Copy out every line of the records below, word for word and without changes.

=====

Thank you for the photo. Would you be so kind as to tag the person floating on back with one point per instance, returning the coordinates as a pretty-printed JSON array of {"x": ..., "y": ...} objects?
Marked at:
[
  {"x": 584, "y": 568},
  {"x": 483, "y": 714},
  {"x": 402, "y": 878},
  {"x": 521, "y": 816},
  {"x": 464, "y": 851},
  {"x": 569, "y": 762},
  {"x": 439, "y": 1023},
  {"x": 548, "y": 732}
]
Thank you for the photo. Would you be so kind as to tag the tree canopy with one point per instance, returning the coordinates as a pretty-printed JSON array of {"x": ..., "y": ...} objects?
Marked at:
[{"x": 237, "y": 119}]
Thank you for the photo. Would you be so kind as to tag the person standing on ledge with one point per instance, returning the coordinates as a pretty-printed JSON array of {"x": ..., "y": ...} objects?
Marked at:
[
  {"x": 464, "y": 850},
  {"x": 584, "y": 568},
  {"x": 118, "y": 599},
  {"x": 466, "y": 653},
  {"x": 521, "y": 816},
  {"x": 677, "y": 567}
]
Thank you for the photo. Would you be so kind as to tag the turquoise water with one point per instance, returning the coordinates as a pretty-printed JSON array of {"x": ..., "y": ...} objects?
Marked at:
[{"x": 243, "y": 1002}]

=====

▸ **EXPECTED ANSWER**
Thank you for the photo. Would you be so kind as to tag the person floating on back with one point per instance, returning the coordinates as a pretty-printed JSON array of {"x": ..., "y": ...} objects?
Marked at:
[
  {"x": 584, "y": 568},
  {"x": 483, "y": 714},
  {"x": 402, "y": 878},
  {"x": 521, "y": 816},
  {"x": 464, "y": 851},
  {"x": 569, "y": 762},
  {"x": 439, "y": 1023},
  {"x": 548, "y": 732}
]
Thank you for the photo. Would you be so kind as to tag the tree canopy with one point per instance, returning the coordinates as a pretty-printed JSON array of {"x": ..., "y": ...} objects?
Marked at:
[{"x": 237, "y": 119}]
Thank you for the photo. Would you be so kind as to tag the person standing on ledge with one point per instance, returning the coordinates as a pretty-printed JSON array of {"x": ..., "y": ...} objects?
Marked at:
[
  {"x": 464, "y": 850},
  {"x": 584, "y": 568},
  {"x": 118, "y": 599},
  {"x": 466, "y": 653},
  {"x": 521, "y": 816},
  {"x": 677, "y": 567}
]
Thank you for the photo. Would you be so kind as to tag the turquoise water with one point per instance, returning the coordinates as a pretty-printed JSON array of {"x": ..., "y": ...} objects?
Marked at:
[{"x": 243, "y": 1002}]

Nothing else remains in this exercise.